▸ TEKS BACAAN
□ □ □ □ □

JAKARTA, Berita HUKUM - Mahkamah Konstitusi (MK) kembali menggelar sidang Pengujian Undang-Undang MK yang dimohonkan oleh Herdaru Manfa Luthfie dan Fajar Kurniawan, Selasa (22/10). Pada sidang kali ini dengan diwakili Pradnanda Berbudi selaku kuasa hukumnya, Pemohon menyampaikan telah melakukan beberapa perbaikan dan perubahan dalam permohonan mereka.
Pradnanda dihadapan panel hakim yang diketuai Hakim Konstitusi Harjono menyampaikan bahwa Pemohon pada permohonannya yang sudah memperbaiki dengan menambahkan norma yang diajukan untuk diuji. Bila sebelumnya Pemohon hanya menguji Pasal 18 ayat (1) dan (2) serta Pasal 20 ayat (1) dalam Undang-Undang Mahkamah Konstitusi, setalah perbaikan Pemohon menambahkan Peraturan Pemerintah Pengganti Undang-undang (Perppu) Nomor 1 tahun 2013 tentang Perubahan Kedua Atas UU Nomor 24 Tahun 2003 tentang Mahkamah Konstitusi untuk diuji. Selain itu, pada perbaikan permohonannya, Pemohon juga menghilangkan permohonan pengujian terhadap Pasal 18 UU MK.
“Jadi yang kami sekarang (uji) adalah Pasal 19 Undang-Undang MK, Pasal 20 ayat (1), (2), dan (3) Perpu 1 Tahun 2013,” ujar Pradnanda.

□ □ □ □ □

▸ URAIAN TUGAS
Lanjutkan berita di atas tentang sidang pengujian Undang-Undang MK, mulai setelah kalimat terakhirnya.

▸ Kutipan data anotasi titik

□ □ □ □ □

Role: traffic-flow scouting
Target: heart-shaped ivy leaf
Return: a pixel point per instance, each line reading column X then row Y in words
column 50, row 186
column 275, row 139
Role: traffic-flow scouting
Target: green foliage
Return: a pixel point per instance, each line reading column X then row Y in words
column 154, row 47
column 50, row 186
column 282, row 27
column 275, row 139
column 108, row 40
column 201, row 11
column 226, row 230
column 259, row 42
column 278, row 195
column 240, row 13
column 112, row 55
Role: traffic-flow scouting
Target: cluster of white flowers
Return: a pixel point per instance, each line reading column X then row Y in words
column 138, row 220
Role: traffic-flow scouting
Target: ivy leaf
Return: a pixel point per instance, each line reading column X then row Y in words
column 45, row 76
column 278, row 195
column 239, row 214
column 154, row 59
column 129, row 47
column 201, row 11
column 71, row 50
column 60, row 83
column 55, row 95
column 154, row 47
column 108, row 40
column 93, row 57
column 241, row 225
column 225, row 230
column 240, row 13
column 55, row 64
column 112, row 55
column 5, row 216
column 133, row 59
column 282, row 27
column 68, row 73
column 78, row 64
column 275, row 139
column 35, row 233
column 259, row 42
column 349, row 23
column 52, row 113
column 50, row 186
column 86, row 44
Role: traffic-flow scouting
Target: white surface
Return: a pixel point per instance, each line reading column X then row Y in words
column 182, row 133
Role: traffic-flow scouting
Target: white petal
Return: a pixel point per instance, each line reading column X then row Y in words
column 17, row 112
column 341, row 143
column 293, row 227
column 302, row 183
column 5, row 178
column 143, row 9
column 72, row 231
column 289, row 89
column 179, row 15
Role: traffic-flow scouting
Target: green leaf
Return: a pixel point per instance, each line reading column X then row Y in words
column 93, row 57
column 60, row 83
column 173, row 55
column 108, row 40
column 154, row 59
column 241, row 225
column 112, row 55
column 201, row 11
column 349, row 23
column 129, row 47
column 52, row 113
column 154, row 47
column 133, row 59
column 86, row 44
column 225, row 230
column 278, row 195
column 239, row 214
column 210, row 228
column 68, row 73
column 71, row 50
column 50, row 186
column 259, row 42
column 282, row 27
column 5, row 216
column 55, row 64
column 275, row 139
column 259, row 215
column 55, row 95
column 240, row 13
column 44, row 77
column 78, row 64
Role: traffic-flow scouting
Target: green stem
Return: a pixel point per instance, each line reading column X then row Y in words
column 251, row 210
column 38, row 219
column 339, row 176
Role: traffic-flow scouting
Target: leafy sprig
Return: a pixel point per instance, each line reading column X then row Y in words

□ □ □ □ □

▸ HASIL TUGAS
Lebih lanjut Pradnanda menjelaskan bahwa Pemohon tidak menyatakan sikap setuju atau sikap ketidaksetujuan terhadap Perpu No. 1 Tahun 2013 melainkan mempermasalahkan ketentuan tentang rekrutmen hakim konstitusi. Menurut Pradnanda, Pasal 20 ayat (1) dan (2) UU MK bertentangan dengan Pasal 24C ayat 6 UUD 1945. Pasalnya, dalam Pasal 20 ayat (1) dan (2) dinyatakan pengangkatan dan pencalonan hakim konstitusi diatur dalam peraturan internal sedangkan Pasal 24C ayat (6) UUD 1945 secara tegas menyebutkan bahwa pengangkatan dan pemberhentian hakim konstitusi terkait hukum acara serta ketentuan lainnya tentang Mahkamah Konstitusi harus diatur dengan undang-undang. “Artinya, semua harus selesai dengan undang-undang, Majelis. Walaupun kami sadar bahwa Undang-Undang No. 12 Tahun 2011 tentang Pembentukan Peraturan Perundang-Undangan mengamanatkan adanya peraturan-peraturan internal, tetapi Konstitusi jelas menyebut untuk diatur dengan undang-undang,” jelas Pradnanda.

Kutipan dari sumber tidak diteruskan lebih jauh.